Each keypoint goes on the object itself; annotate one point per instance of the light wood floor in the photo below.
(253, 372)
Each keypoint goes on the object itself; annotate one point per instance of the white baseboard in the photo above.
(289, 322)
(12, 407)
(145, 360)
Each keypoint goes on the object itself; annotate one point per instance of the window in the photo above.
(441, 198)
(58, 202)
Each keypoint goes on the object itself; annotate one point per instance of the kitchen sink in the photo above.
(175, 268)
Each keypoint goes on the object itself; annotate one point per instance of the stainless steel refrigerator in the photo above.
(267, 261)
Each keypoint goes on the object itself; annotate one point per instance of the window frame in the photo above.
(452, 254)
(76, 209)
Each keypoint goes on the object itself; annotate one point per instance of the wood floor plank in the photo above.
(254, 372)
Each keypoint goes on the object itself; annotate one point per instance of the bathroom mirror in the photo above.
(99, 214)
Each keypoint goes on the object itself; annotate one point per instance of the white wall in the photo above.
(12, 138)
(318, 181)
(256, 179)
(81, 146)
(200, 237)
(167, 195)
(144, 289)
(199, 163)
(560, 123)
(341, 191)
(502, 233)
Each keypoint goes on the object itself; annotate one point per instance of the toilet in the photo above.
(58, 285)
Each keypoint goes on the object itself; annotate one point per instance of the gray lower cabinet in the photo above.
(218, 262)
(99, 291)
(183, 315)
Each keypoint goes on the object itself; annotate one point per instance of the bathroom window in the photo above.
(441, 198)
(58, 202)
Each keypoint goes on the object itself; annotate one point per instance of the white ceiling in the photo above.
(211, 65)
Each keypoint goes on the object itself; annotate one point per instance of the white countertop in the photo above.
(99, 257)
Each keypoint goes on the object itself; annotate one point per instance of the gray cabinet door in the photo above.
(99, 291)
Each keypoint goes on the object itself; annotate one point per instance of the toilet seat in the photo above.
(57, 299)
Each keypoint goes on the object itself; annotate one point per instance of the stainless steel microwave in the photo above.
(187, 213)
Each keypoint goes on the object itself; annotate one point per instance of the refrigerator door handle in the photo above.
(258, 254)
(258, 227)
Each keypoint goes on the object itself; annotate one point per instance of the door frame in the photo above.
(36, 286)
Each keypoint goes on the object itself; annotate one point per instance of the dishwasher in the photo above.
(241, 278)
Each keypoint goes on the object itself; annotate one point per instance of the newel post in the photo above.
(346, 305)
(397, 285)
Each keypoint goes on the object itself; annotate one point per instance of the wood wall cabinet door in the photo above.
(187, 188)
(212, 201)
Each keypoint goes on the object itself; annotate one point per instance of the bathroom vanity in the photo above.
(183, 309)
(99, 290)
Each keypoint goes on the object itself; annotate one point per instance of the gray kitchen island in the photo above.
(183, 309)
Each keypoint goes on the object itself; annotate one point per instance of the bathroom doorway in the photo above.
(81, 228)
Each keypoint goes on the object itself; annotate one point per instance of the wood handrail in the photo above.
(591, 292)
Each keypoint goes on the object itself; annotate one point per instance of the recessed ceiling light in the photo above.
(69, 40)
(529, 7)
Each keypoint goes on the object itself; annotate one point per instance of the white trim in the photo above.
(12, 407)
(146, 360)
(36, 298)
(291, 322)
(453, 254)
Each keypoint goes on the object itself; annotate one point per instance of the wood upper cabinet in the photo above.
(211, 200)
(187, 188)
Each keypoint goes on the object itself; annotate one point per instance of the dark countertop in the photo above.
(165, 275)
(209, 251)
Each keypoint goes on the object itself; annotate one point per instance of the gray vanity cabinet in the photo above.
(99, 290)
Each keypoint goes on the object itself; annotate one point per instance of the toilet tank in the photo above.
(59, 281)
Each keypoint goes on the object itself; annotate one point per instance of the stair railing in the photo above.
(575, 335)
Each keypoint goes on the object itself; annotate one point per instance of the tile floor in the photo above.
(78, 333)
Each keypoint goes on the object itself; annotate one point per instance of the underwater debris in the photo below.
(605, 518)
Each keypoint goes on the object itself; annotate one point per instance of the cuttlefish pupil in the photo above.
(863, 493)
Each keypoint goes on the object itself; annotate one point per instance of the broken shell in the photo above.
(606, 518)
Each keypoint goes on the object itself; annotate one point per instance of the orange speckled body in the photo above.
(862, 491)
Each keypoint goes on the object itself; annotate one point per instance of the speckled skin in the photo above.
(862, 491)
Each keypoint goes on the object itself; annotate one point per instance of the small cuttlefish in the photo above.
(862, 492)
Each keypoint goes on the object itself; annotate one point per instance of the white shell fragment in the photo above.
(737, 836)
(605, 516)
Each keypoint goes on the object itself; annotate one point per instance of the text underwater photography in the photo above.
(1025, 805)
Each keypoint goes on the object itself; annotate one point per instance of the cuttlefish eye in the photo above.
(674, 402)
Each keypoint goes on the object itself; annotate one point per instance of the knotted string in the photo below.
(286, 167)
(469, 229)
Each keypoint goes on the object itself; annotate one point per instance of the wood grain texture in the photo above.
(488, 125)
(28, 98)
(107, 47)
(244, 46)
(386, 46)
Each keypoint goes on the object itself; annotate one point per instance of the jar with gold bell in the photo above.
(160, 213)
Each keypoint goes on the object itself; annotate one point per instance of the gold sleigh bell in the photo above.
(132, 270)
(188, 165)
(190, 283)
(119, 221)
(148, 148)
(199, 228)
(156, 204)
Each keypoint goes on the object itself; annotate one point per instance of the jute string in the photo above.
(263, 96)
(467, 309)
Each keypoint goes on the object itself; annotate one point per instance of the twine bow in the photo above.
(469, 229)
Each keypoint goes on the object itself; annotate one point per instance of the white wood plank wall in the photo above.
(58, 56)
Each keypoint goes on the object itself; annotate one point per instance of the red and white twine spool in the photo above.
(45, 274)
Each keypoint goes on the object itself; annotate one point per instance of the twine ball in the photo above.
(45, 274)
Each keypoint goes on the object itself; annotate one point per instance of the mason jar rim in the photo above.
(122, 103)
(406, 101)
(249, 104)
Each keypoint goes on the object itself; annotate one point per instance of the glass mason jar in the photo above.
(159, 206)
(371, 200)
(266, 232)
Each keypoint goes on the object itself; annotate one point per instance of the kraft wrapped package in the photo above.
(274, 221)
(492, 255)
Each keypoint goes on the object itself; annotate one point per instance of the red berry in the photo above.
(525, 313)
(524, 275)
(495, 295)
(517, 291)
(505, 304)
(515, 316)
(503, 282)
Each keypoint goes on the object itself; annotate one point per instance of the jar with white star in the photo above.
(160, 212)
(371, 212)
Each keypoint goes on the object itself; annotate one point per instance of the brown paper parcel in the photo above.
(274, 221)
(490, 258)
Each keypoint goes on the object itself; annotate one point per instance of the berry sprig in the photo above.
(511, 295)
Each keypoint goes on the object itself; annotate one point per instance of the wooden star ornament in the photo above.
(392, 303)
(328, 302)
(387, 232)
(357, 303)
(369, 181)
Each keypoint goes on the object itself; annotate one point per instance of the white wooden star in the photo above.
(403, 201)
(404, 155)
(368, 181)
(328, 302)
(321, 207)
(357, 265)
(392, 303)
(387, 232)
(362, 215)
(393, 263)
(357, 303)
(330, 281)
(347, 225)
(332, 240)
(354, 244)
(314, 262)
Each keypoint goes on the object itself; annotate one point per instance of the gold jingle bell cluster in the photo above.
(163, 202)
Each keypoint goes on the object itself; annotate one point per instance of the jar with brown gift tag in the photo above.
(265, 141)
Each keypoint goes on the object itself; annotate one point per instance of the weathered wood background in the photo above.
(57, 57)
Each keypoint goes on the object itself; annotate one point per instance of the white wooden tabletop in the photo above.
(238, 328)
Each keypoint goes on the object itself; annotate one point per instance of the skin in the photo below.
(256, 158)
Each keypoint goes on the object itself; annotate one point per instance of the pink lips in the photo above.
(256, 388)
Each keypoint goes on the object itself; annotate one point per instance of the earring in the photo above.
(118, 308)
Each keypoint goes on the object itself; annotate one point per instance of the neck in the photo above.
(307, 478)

SHORT PROBLEM: Only the lines from the one that contains "cluster in the photo above." to the end of the entries above should be given again, exactly and in full.

TASK ANSWER:
Each keypoint goes on the object itself; annotate one point per instance of the gold jingle bell cluster in the photo above.
(163, 202)
Each keypoint goes on the object itself; annotate one point per instance of the jar with brown gift tag in the photo above.
(265, 141)
Each keypoint goes on the object itself; annotate one point per instance of the weathered wood background in the photo above.
(57, 57)
Each keypoint goes on the object itself; annotate one point per instance of the white wooden tabletop in the photo above.
(238, 328)
Each keypoint goes on the object itself; annotate one point per instance of the skin in the photo below.
(256, 158)
Each keypoint goes on the object itself; annotate one point per instance of the pink lips in the photo above.
(256, 388)
Each keypoint goes on the object itself; annotate one point per instance of the earring in the photo above.
(118, 308)
Each keypoint goes on the object itself; annotate one point per instance of the neck in the photo above.
(307, 478)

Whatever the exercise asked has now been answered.